→ **指示文 1**
レコードの冒頭から「xmin=520 ymin=143 xmax=560 ymax=188」を含む行までを、両端も含めてそのまま書き写しなさい。画像は含めないこと。

——————————

1、作品の概要
宇佐見りんのデビュー作。
『文藝』2019年冬号に掲載され、2019年11月に刊行された。
第56回文藝賞を受賞。
第33回三島由紀夫賞を史上最年少の21歳で受賞し、話題となる。
2022年4月には文庫版が刊行され、文庫版のみ書き下ろしで『三十一日』が収録された。
2、あらすじ
19歳の浪人生のうーちゃんは、浮気をされて離婚して以来アル中でおかしくなってしまった母親のかかとの関係に悩んでいました。
かかは、ととに捨てられて、自身の母親のババに愛されなかった痛みを持て余して家族にも暴力を振るっていた。
ある時かかが子宮の病気に罹ってしまい、摘出する手術をすることになる。
うーちゃんは、意を決してかかの入院を前に熊野へと旅立つ。
かかを産みたい、かかをにんしんしたい。
そんな想いを胸に抱いて・・・。
3、この作品に対する思い入れ、読んだキッカケ
以前から超絶話題になっていた文学界に彗星のごとく現れた若きニューカマー『宇佐見りん』って、表現がめっちゃ昭和感ある表現ですね(笑)

——————————

→ **指示文 2**
本文抜粋の「第56回文藝賞を受賞。」から「そんな想いを胸に抱いて・・・。」までを、「うーちゃん」を「みーちゃん」に入れ替えて書き直しなさい。

——————————

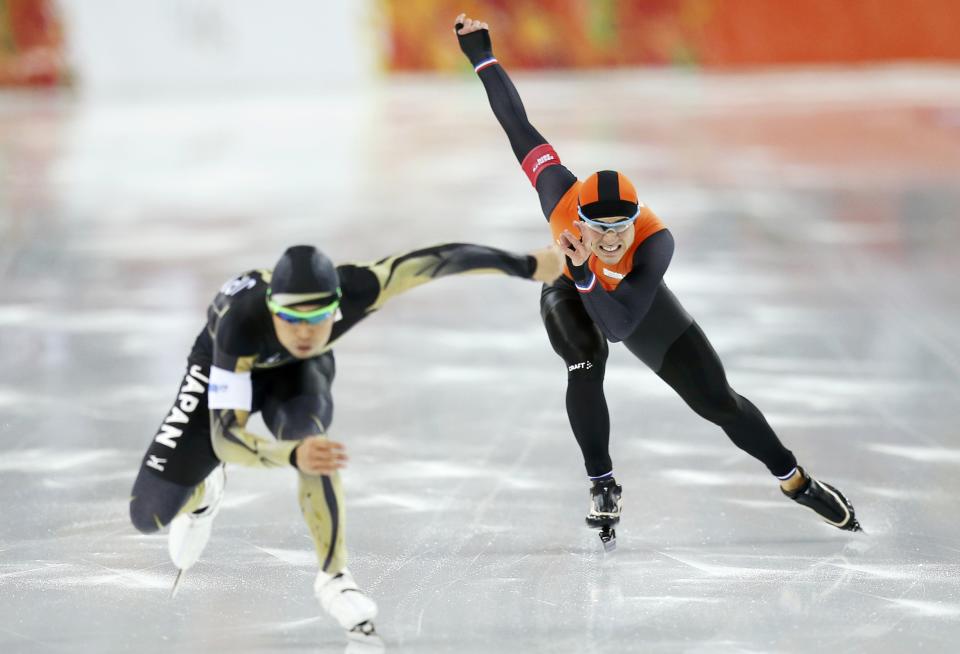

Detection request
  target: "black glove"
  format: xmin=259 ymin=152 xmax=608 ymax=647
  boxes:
xmin=454 ymin=23 xmax=493 ymax=66
xmin=566 ymin=257 xmax=592 ymax=284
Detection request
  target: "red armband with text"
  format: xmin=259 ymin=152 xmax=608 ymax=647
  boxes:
xmin=520 ymin=143 xmax=560 ymax=188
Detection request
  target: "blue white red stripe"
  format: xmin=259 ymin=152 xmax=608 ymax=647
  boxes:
xmin=473 ymin=57 xmax=497 ymax=73
xmin=573 ymin=271 xmax=597 ymax=293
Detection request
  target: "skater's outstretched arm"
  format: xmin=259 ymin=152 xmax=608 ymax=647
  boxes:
xmin=350 ymin=243 xmax=563 ymax=311
xmin=454 ymin=14 xmax=577 ymax=219
xmin=560 ymin=227 xmax=673 ymax=342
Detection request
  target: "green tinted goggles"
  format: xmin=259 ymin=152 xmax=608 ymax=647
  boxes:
xmin=267 ymin=288 xmax=341 ymax=325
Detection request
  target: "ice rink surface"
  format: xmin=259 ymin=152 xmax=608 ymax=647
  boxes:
xmin=0 ymin=67 xmax=960 ymax=654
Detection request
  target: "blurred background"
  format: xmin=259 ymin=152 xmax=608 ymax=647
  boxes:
xmin=0 ymin=0 xmax=960 ymax=653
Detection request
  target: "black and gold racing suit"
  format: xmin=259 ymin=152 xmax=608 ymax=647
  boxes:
xmin=130 ymin=243 xmax=536 ymax=573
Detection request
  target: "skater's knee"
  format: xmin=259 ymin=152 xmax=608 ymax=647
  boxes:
xmin=561 ymin=335 xmax=608 ymax=380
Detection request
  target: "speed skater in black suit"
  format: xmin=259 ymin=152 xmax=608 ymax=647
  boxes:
xmin=454 ymin=14 xmax=860 ymax=549
xmin=130 ymin=243 xmax=563 ymax=636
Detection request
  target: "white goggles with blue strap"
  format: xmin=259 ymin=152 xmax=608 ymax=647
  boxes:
xmin=577 ymin=206 xmax=640 ymax=234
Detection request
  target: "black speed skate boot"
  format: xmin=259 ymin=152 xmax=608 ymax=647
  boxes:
xmin=587 ymin=477 xmax=623 ymax=552
xmin=780 ymin=468 xmax=862 ymax=531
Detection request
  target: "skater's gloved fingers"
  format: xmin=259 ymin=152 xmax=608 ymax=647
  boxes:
xmin=457 ymin=16 xmax=486 ymax=35
xmin=530 ymin=245 xmax=564 ymax=284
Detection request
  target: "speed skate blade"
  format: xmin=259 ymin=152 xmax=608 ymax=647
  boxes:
xmin=170 ymin=568 xmax=183 ymax=599
xmin=600 ymin=527 xmax=617 ymax=553
xmin=344 ymin=621 xmax=385 ymax=654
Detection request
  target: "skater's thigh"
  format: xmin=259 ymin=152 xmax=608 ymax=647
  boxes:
xmin=255 ymin=352 xmax=336 ymax=439
xmin=540 ymin=280 xmax=609 ymax=369
xmin=623 ymin=282 xmax=693 ymax=372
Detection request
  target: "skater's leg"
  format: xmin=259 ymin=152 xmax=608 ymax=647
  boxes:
xmin=262 ymin=352 xmax=377 ymax=635
xmin=540 ymin=281 xmax=613 ymax=478
xmin=130 ymin=362 xmax=220 ymax=534
xmin=262 ymin=353 xmax=347 ymax=574
xmin=636 ymin=323 xmax=797 ymax=477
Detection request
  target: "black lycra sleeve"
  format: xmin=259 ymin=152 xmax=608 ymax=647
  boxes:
xmin=571 ymin=229 xmax=674 ymax=343
xmin=477 ymin=63 xmax=577 ymax=219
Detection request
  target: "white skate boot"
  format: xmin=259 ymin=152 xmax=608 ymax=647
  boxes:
xmin=167 ymin=464 xmax=226 ymax=595
xmin=313 ymin=568 xmax=379 ymax=641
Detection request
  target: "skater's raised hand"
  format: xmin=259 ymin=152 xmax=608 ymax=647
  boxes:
xmin=557 ymin=229 xmax=592 ymax=266
xmin=530 ymin=245 xmax=563 ymax=284
xmin=453 ymin=14 xmax=493 ymax=66
xmin=294 ymin=436 xmax=347 ymax=475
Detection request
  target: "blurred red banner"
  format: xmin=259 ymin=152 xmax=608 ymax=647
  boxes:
xmin=0 ymin=0 xmax=66 ymax=86
xmin=379 ymin=0 xmax=960 ymax=71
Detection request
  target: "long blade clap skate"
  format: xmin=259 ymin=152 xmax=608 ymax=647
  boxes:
xmin=313 ymin=568 xmax=377 ymax=639
xmin=167 ymin=465 xmax=226 ymax=597
xmin=587 ymin=477 xmax=623 ymax=552
xmin=781 ymin=468 xmax=863 ymax=531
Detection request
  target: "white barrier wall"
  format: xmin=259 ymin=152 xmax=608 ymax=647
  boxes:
xmin=58 ymin=0 xmax=375 ymax=94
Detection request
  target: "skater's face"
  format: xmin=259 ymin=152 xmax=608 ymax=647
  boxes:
xmin=273 ymin=304 xmax=333 ymax=359
xmin=577 ymin=216 xmax=636 ymax=264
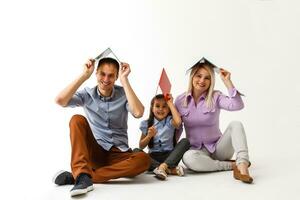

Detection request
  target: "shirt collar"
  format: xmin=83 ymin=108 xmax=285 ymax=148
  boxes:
xmin=187 ymin=92 xmax=207 ymax=100
xmin=97 ymin=86 xmax=115 ymax=101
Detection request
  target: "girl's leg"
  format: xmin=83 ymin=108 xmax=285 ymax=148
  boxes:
xmin=164 ymin=138 xmax=190 ymax=168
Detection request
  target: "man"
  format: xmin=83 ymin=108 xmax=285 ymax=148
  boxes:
xmin=53 ymin=57 xmax=150 ymax=196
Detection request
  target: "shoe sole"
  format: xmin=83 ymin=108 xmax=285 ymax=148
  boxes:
xmin=52 ymin=170 xmax=66 ymax=185
xmin=70 ymin=185 xmax=94 ymax=197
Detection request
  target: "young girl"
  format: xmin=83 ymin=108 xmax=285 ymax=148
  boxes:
xmin=139 ymin=94 xmax=190 ymax=180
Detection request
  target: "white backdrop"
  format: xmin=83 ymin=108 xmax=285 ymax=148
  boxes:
xmin=0 ymin=0 xmax=300 ymax=199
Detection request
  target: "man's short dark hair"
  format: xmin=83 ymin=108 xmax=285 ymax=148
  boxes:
xmin=97 ymin=57 xmax=120 ymax=73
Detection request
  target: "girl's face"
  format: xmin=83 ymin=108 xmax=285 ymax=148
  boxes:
xmin=192 ymin=68 xmax=211 ymax=93
xmin=152 ymin=99 xmax=170 ymax=120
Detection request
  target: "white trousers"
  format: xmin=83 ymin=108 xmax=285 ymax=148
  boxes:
xmin=182 ymin=121 xmax=249 ymax=172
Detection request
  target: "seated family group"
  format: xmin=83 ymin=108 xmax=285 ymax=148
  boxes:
xmin=53 ymin=57 xmax=253 ymax=196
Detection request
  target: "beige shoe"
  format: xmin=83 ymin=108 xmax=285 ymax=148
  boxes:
xmin=233 ymin=165 xmax=253 ymax=183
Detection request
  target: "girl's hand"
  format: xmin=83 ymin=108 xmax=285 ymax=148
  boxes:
xmin=164 ymin=94 xmax=173 ymax=103
xmin=220 ymin=68 xmax=231 ymax=82
xmin=148 ymin=126 xmax=157 ymax=138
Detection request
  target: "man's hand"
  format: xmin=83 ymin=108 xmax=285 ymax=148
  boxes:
xmin=82 ymin=58 xmax=95 ymax=79
xmin=119 ymin=62 xmax=131 ymax=80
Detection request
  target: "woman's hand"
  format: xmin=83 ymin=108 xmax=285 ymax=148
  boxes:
xmin=220 ymin=68 xmax=234 ymax=89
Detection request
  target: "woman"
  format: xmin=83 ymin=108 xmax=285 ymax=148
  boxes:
xmin=175 ymin=59 xmax=253 ymax=183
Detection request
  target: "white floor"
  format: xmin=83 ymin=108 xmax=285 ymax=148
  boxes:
xmin=26 ymin=155 xmax=300 ymax=200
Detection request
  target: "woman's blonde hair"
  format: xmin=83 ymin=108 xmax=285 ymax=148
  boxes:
xmin=183 ymin=63 xmax=215 ymax=108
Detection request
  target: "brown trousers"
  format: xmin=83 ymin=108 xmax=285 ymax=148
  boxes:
xmin=70 ymin=115 xmax=150 ymax=183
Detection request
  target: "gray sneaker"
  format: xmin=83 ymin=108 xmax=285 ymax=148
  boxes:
xmin=70 ymin=174 xmax=94 ymax=197
xmin=52 ymin=170 xmax=75 ymax=185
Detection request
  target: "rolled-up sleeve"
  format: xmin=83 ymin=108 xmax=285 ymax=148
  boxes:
xmin=217 ymin=88 xmax=244 ymax=111
xmin=67 ymin=90 xmax=87 ymax=107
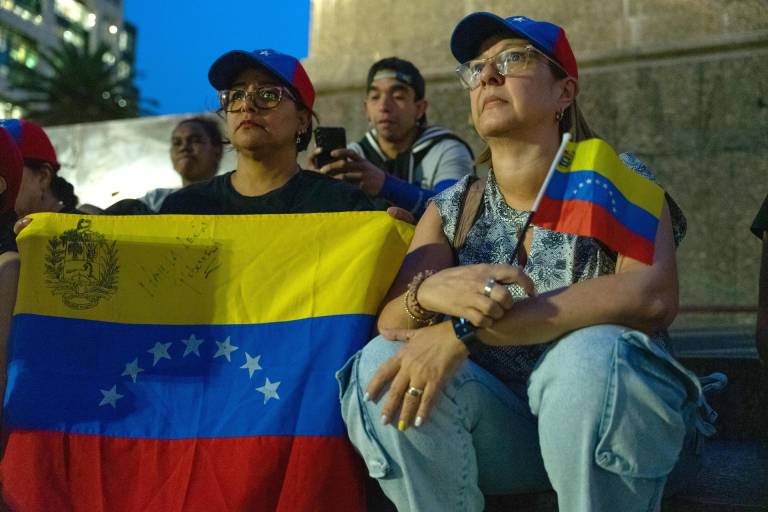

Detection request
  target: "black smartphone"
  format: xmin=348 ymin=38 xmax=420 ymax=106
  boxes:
xmin=315 ymin=126 xmax=347 ymax=169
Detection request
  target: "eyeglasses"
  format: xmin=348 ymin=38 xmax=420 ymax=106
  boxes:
xmin=456 ymin=45 xmax=567 ymax=91
xmin=219 ymin=85 xmax=296 ymax=112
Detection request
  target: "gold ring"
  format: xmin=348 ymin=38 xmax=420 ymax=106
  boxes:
xmin=483 ymin=277 xmax=496 ymax=297
xmin=406 ymin=386 xmax=424 ymax=398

——————————

→ **解答 1**
Detection request
  target: "black glove"
  format: xmin=259 ymin=152 xmax=608 ymax=647
  boxes:
xmin=454 ymin=23 xmax=493 ymax=66
xmin=566 ymin=257 xmax=592 ymax=284
Detection request
  target: "red armband with text"
  format: xmin=259 ymin=152 xmax=608 ymax=647
  boxes:
xmin=520 ymin=143 xmax=560 ymax=188

→ **解答 2**
第56回文藝賞を受賞。
第33回三島由紀夫賞を史上最年少の21歳で受賞し、話題となる。
2022年4月には文庫版が刊行され、文庫版のみ書き下ろしで『三十一日』が収録された。
2、あらすじ
19歳の浪人生のみーちゃんは、浮気をされて離婚して以来アル中でおかしくなってしまった母親のかかとの関係に悩んでいました。
かかは、ととに捨てられて、自身の母親のババに愛されなかった痛みを持て余して家族にも暴力を振るっていた。
ある時かかが子宮の病気に罹ってしまい、摘出する手術をすることになる。
みーちゃんは、意を決してかかの入院を前に熊野へと旅立つ。
かかを産みたい、かかをにんしんしたい。
そんな想いを胸に抱いて・・・。